* STATED TASK *
Return every line of the rows that contains the word "power".
== == ==
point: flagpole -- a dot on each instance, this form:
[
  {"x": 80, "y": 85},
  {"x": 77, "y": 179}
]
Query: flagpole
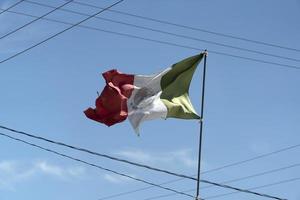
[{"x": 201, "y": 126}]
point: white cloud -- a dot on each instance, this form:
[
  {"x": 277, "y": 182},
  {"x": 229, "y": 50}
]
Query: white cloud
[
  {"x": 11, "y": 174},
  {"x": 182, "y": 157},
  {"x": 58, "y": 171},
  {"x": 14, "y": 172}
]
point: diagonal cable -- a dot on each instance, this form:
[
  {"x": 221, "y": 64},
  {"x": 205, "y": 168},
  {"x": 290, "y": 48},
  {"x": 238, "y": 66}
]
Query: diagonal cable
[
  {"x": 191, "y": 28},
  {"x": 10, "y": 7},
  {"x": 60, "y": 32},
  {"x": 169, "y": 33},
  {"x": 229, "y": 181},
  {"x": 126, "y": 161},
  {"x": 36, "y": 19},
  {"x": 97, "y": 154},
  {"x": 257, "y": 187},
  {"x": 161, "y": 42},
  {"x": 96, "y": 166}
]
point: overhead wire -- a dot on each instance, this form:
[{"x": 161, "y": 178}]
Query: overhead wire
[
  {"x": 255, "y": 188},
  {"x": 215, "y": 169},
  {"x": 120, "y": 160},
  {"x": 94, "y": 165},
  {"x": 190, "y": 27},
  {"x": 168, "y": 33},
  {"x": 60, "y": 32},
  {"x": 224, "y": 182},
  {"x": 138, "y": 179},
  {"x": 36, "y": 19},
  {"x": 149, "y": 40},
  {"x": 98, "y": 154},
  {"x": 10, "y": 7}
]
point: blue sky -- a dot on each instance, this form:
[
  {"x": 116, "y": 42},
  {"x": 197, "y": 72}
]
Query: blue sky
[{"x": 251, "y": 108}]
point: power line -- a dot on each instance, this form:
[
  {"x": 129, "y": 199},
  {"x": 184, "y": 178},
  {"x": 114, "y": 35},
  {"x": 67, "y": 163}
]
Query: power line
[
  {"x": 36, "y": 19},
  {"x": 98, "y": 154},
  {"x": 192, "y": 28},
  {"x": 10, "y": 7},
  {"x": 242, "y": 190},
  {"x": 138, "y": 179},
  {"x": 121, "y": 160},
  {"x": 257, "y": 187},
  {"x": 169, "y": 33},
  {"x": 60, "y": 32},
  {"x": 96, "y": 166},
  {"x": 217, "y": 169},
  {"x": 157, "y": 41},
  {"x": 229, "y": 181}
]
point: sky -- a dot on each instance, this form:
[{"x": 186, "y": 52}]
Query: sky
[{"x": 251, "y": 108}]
== == ==
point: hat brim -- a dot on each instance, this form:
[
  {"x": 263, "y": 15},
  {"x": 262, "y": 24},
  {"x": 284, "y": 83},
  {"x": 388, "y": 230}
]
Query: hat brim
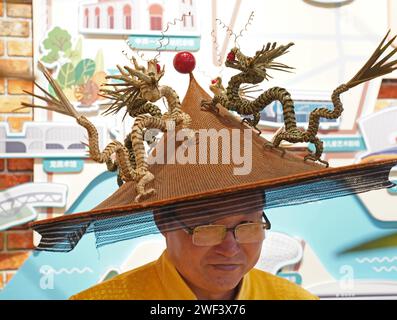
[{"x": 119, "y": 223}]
== == ==
* SOLUTION TO THE PROBLEM *
point: power line -- a dot on each instance, this form:
Query: power line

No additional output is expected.